▶ _Directions for this task_
In the records below, retype word for word the lines starting at the one that contains "of the tractor" and ending at the one that contains "<point>86,17</point>", with both of those lines included.

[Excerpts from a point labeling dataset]

::::::::::

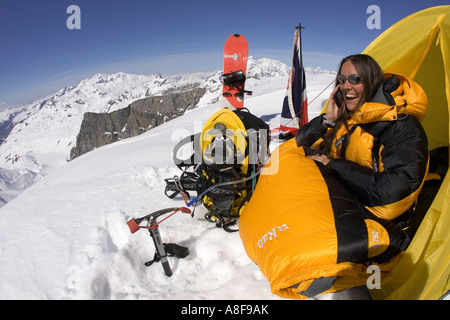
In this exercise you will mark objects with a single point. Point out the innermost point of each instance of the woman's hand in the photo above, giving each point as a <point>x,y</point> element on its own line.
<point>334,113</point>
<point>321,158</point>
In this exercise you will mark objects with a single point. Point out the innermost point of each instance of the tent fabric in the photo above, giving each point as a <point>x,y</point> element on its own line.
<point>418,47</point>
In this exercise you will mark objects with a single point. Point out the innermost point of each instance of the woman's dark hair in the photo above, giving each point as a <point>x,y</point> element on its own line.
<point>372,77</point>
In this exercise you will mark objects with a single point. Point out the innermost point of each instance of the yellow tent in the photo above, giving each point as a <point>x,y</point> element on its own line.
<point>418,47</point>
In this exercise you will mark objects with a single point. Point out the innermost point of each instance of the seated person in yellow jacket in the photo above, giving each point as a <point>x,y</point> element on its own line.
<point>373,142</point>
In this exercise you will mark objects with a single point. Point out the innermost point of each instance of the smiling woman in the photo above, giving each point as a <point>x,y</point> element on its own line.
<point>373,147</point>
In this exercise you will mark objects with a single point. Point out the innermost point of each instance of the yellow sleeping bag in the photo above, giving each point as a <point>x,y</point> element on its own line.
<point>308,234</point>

::::::::::

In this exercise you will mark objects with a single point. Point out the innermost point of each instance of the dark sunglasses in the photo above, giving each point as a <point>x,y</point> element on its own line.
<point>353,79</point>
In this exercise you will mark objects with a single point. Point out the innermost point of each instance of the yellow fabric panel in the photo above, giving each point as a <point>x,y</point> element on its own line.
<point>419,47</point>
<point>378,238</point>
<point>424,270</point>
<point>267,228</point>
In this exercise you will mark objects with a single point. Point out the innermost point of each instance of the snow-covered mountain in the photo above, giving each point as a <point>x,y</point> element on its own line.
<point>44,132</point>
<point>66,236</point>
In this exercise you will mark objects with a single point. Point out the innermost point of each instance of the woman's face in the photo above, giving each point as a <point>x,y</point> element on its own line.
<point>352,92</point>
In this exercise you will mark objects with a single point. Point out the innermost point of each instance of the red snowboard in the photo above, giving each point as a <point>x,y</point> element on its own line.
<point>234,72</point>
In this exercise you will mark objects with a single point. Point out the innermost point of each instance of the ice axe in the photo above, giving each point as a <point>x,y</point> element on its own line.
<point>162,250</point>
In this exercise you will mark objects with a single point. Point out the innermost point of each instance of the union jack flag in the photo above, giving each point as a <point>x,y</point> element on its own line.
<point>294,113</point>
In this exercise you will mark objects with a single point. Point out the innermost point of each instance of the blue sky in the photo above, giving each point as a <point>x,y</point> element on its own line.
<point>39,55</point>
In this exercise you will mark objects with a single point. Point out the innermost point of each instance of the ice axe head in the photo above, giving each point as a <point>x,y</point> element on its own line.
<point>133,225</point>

::::::::::

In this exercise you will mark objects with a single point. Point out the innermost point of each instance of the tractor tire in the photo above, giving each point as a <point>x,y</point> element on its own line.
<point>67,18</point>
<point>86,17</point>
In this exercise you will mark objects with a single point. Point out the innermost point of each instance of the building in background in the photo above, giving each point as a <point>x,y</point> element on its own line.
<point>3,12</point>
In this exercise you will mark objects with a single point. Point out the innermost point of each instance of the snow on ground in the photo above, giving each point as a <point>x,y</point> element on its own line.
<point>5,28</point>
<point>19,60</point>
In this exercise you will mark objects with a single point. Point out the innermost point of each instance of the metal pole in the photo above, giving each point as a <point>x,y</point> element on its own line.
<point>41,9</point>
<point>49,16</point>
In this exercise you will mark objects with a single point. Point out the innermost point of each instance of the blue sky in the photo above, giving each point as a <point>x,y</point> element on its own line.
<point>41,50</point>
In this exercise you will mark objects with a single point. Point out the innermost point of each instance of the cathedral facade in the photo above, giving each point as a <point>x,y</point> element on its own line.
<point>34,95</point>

::::::::::

▶ _Correct result_
In this exercise you will mark objects with a single point. Point out the innermost point of each instance of the tractor tire in the photo above, giving each point as a <point>x,y</point> element on its own line.
<point>67,18</point>
<point>86,17</point>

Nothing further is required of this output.